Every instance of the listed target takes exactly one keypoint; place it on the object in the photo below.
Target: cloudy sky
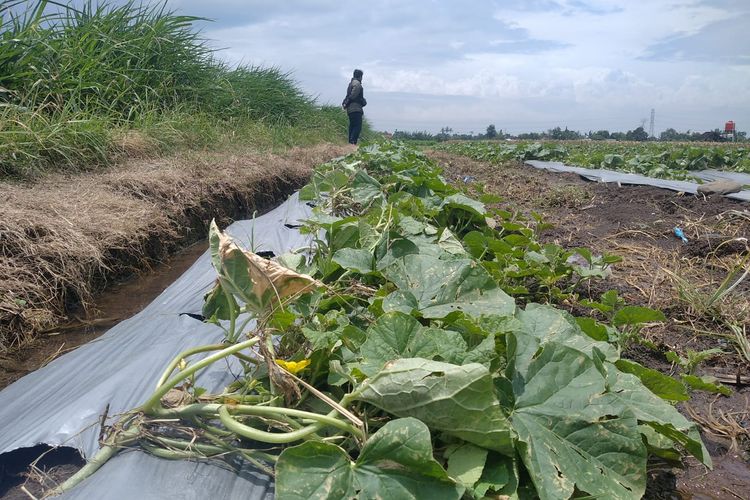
(523, 65)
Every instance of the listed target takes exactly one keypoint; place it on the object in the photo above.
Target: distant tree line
(560, 134)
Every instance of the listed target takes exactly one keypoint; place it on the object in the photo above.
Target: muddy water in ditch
(118, 302)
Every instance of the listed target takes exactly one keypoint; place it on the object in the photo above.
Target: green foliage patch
(666, 161)
(415, 351)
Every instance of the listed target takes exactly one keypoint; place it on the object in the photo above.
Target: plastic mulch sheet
(601, 175)
(61, 404)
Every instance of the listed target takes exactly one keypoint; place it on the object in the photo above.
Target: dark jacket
(355, 97)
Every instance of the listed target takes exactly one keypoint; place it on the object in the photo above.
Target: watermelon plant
(413, 351)
(666, 161)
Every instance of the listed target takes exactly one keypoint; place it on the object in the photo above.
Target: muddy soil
(658, 270)
(120, 301)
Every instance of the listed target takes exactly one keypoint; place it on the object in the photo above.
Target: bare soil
(658, 270)
(129, 236)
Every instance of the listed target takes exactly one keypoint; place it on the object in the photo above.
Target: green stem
(232, 337)
(261, 411)
(106, 452)
(285, 437)
(183, 355)
(153, 402)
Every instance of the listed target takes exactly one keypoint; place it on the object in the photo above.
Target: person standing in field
(353, 104)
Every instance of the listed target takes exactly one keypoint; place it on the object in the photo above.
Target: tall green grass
(73, 80)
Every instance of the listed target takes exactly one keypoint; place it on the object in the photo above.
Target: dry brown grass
(62, 238)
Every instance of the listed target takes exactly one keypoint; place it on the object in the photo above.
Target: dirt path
(658, 270)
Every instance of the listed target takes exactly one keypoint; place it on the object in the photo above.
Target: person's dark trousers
(355, 126)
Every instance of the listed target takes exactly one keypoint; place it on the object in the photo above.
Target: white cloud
(528, 64)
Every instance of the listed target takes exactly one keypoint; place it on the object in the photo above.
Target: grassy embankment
(81, 90)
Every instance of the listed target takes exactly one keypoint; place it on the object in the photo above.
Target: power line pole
(651, 126)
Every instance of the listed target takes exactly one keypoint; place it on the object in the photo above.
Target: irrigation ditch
(634, 223)
(66, 239)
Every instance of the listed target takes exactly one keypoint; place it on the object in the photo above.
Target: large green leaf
(540, 324)
(458, 400)
(397, 335)
(396, 462)
(629, 394)
(445, 286)
(565, 441)
(660, 384)
(365, 189)
(463, 202)
(355, 259)
(466, 463)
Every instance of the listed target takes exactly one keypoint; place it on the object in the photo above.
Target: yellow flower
(293, 367)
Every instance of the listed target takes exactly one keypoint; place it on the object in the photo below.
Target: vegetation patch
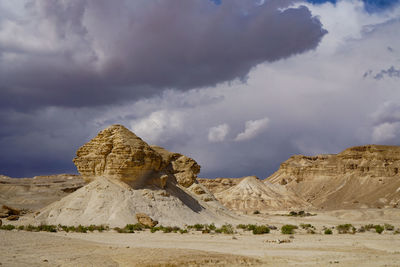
(346, 229)
(288, 229)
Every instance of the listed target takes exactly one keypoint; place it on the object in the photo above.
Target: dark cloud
(390, 72)
(86, 52)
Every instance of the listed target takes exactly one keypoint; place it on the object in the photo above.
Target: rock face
(38, 192)
(145, 220)
(183, 168)
(129, 180)
(114, 203)
(364, 176)
(219, 184)
(251, 194)
(117, 153)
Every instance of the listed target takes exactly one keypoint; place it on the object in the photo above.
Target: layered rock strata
(363, 176)
(251, 194)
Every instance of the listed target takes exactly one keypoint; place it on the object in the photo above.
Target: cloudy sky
(239, 85)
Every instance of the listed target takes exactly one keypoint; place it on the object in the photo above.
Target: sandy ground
(20, 248)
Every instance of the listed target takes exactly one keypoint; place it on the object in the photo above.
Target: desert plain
(344, 211)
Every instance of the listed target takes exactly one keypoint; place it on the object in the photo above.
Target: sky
(238, 85)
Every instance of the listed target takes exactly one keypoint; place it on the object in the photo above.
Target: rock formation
(38, 192)
(251, 194)
(364, 176)
(127, 177)
(219, 184)
(119, 154)
(183, 168)
(145, 220)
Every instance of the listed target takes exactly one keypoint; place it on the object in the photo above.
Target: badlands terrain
(134, 204)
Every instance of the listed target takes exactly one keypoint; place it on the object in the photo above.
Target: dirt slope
(358, 177)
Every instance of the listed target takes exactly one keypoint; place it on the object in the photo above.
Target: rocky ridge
(358, 177)
(251, 194)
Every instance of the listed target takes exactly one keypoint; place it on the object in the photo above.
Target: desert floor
(21, 248)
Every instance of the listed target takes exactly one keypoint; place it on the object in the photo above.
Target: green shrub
(328, 231)
(7, 227)
(183, 231)
(306, 226)
(211, 227)
(81, 229)
(47, 228)
(262, 229)
(379, 229)
(346, 228)
(225, 229)
(288, 229)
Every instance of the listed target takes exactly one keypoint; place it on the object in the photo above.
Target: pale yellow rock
(118, 153)
(364, 176)
(183, 168)
(251, 194)
(145, 220)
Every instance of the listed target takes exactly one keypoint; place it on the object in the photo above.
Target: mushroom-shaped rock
(118, 153)
(183, 168)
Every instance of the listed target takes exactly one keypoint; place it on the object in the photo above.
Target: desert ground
(142, 248)
(343, 210)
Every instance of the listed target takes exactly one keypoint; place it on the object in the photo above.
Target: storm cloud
(237, 85)
(86, 52)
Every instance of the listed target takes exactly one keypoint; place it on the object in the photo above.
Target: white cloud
(218, 133)
(253, 128)
(385, 132)
(159, 126)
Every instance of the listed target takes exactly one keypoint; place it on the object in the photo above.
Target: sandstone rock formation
(118, 153)
(251, 194)
(114, 203)
(219, 184)
(183, 168)
(364, 176)
(145, 220)
(128, 177)
(38, 192)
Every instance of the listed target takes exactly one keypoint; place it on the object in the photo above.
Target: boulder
(6, 211)
(118, 153)
(183, 168)
(145, 220)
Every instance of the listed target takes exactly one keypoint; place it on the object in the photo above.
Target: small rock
(145, 220)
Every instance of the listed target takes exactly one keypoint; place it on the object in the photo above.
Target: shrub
(346, 228)
(47, 228)
(288, 229)
(31, 228)
(379, 229)
(306, 226)
(262, 229)
(226, 229)
(212, 227)
(81, 229)
(7, 227)
(328, 231)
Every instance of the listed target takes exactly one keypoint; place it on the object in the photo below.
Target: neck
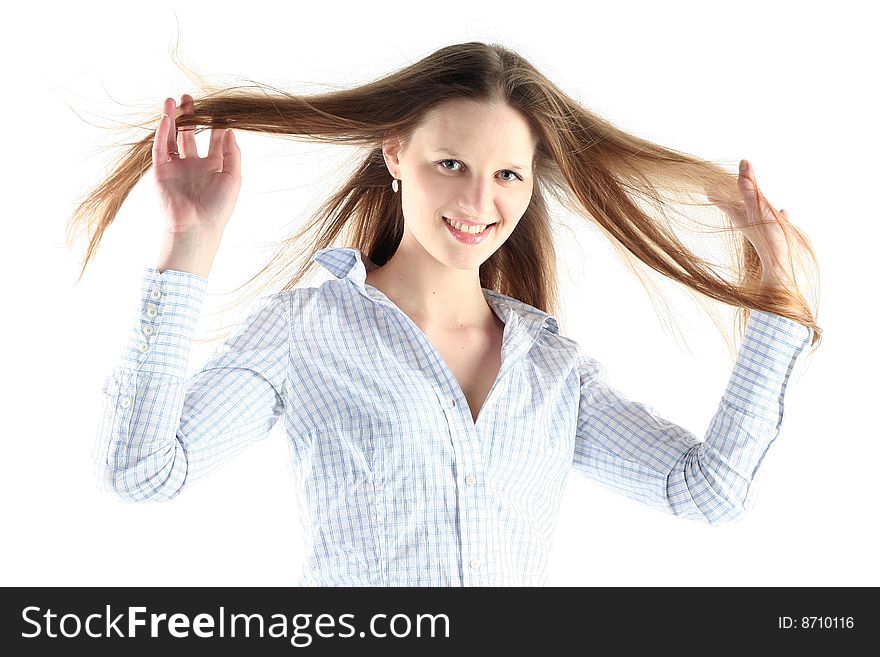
(432, 294)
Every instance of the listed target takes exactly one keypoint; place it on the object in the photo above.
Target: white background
(785, 85)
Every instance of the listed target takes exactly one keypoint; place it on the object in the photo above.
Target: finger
(160, 145)
(171, 136)
(186, 136)
(215, 145)
(231, 154)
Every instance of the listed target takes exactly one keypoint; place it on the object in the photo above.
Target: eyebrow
(514, 167)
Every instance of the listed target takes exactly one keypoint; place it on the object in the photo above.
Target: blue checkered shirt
(399, 486)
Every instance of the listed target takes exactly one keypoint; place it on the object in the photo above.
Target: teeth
(465, 228)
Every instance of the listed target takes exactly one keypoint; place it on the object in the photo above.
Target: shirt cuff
(161, 337)
(770, 348)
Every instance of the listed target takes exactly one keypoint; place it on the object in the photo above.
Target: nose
(477, 198)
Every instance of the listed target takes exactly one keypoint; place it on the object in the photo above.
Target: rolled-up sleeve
(628, 447)
(159, 431)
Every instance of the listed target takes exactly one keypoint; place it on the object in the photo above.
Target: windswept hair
(649, 201)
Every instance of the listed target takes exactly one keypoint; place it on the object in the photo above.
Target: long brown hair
(646, 199)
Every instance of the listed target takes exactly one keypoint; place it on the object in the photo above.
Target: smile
(464, 233)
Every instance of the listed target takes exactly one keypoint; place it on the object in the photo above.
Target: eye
(516, 175)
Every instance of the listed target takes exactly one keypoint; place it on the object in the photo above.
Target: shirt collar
(351, 264)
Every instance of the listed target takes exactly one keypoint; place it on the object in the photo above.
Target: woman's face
(467, 161)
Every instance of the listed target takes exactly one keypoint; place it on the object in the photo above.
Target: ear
(391, 149)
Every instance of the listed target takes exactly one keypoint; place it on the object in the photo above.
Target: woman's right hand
(197, 194)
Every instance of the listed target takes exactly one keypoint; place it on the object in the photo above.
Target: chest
(474, 358)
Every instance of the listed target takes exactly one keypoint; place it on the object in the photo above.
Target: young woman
(433, 408)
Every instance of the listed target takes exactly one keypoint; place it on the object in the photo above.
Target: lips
(468, 238)
(467, 222)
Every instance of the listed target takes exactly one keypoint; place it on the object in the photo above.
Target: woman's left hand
(768, 238)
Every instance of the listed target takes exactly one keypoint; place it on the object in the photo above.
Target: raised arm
(160, 432)
(627, 447)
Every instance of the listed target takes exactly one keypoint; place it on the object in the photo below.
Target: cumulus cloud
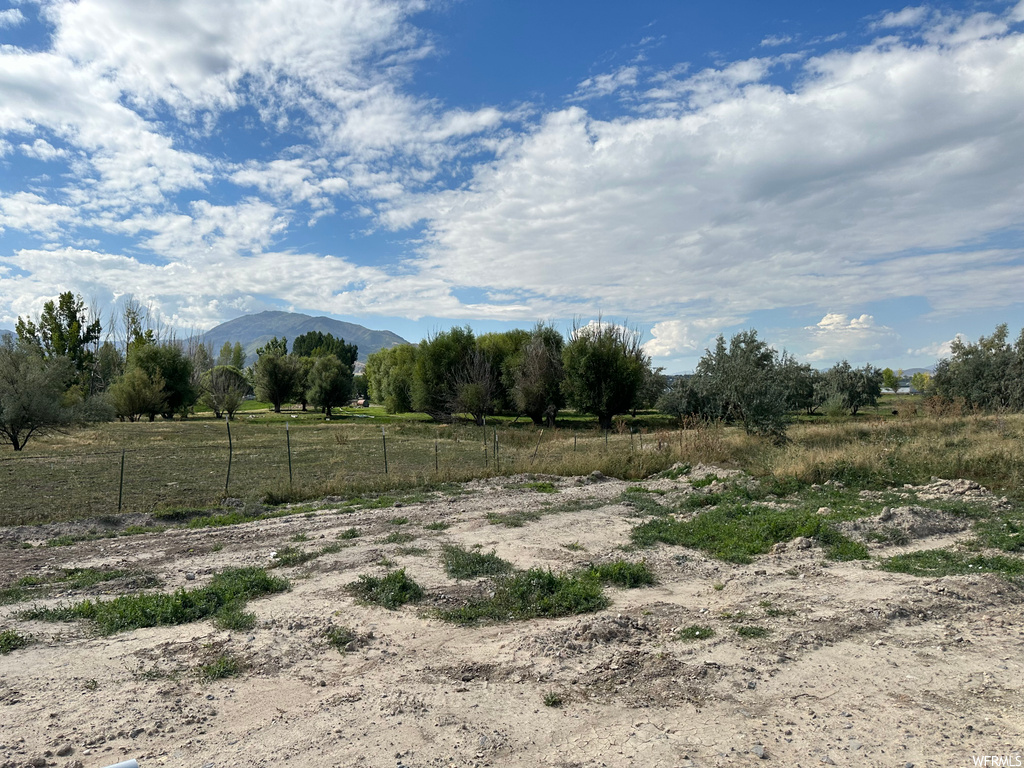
(908, 16)
(837, 335)
(672, 338)
(10, 17)
(937, 350)
(606, 84)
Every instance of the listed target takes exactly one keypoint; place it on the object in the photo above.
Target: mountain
(255, 330)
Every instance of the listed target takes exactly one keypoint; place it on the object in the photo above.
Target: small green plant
(233, 616)
(751, 632)
(391, 591)
(222, 667)
(624, 573)
(11, 640)
(695, 632)
(530, 594)
(463, 563)
(339, 637)
(289, 556)
(514, 519)
(940, 562)
(398, 537)
(553, 699)
(542, 486)
(226, 590)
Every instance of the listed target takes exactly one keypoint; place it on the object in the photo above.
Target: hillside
(255, 330)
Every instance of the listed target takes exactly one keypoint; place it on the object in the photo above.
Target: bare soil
(858, 668)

■ Work to do ■
Please select every line in the listing above that contains the word "ditch", matching case exactly, and copy each of those lines.

■ Written solution ■
Target: muddy water in ditch
Target: irrigation ditch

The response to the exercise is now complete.